── Selected passage

You finally convince your leadership team that online training is a worthwhile investment. You spend months researching eLearning platforms, developing a training strategy, reviewing course material, and navigating a tight budget through the implementation process. 

You can feel the excitement in your step as you stride into work bright and early, expecting to see the results of all your hard work except…

You’re greeted by weary eyes and bored expressions as your employees mindlessly click through their eLearning modules.

What. Went. Wrong?

You thought that 57% of employees want more eLearning opportunities to enhance their skills. And 74% of employees feel their potential is untapped. So why do your employees look like they’d rather be doing anything other than corporate training?

Infographic divided into a grid with three sections. The on the left is a single block titled, "Steps to create effective training" with a 6-item checklist below. Of the 6 items, only one is "real" text and unchecked, which says, "Learner experience". A few bored-looking emojis are floating on the right. The other two blocks are on the right, and are half the size of the first and stacked. Top block: Nearly 60% of employees want more eLearning opportunities to enhance their skills. Bottom block: 74% of employees feel their potential is untapped.

With 85% of employees actively disengaged at work, it can be a struggle to have them engage with anything, let alone training. But with so many eLearning success stories, why is your organization's online training program flatlining?

If you caught my last article, you already know the culprit is likely poorly executed instructional design.

But just in case you didn’t, let’s do a quick recap!

What is instructional design?

Instructional design is the recipe for eLearning program success. It is a process that involves analyzing learning needs, developing instructional materials, and assessing learning outcomes to produce effective, engaging, and enjoyable learning experiences for your team.  And who is the mastermind driving this process? Well, it’s none other than the instructional designer!

So, here begins our journey together – hiring an instructional designer to help take our custom eLearning courses and experiences from forgettable to remarkable – and allowing you to achieve your wildest eLearning dreams in the process!

────

• Problem A: Return every line in the records below that contains the word "hair".

── The data

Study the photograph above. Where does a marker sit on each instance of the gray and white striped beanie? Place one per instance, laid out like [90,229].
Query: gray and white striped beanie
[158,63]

────
── The data

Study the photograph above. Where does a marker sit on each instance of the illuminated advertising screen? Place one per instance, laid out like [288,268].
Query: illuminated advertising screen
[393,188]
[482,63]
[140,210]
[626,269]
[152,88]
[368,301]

────
── The data

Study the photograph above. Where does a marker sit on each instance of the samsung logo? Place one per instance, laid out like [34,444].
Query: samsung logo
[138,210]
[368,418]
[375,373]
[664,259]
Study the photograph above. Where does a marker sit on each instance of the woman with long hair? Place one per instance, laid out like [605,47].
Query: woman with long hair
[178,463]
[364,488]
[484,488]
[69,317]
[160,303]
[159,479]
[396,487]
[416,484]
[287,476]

────

• Problem B: Copy the whole passage on online training above, word for word.

• Exercise result A:
Study the photograph above. Where does a marker sit on each instance of the woman with long hair? Place one per instance, laid out like [605,47].
Query: woman with long hair

• Exercise result B:
You finally convince your leadership team that online training is a worthwhile investment. You spend months researching eLearning platforms, developing a training strategy, reviewing course material, and navigating a tight budget through the implementation process. 

You can feel the excitement in your step as you stride into work bright and early, expecting to see the results of all your hard work except…

You’re greeted by weary eyes and bored expressions as your employees mindlessly click through their eLearning modules.

What. Went. Wrong?

You thought that 57% of employees want more eLearning opportunities to enhance their skills. And 74% of employees feel their potential is untapped. So why do your employees look like they’d rather be doing anything other than corporate training?

Infographic divided into a grid with three sections. The on the left is a single block titled, "Steps to create effective training" with a 6-item checklist below. Of the 6 items, only one is "real" text and unchecked, which says, "Learner experience". A few bored-looking emojis are floating on the right. The other two blocks are on the right, and are half the size of the first and stacked. Top block: Nearly 60% of employees want more eLearning opportunities to enhance their skills. Bottom block: 74% of employees feel their potential is untapped.

With 85% of employees actively disengaged at work, it can be a struggle to have them engage with anything, let alone training. But with so many eLearning success stories, why is your organization's online training program flatlining?

If you caught my last article, you already know the culprit is likely poorly executed instructional design.

But just in case you didn’t, let’s do a quick recap!

What is instructional design?

Instructional design is the recipe for eLearning program success. It is a process that involves analyzing learning needs, developing instructional materials, and assessing learning outcomes to produce effective, engaging, and enjoyable learning experiences for your team.  And who is the mastermind driving this process? Well, it’s none other than the instructional designer!

So, here begins our journey together – hiring an instructional designer to help take our custom eLearning courses and experiences from forgettable to remarkable – and allowing you to achieve your wildest eLearning dreams in the process!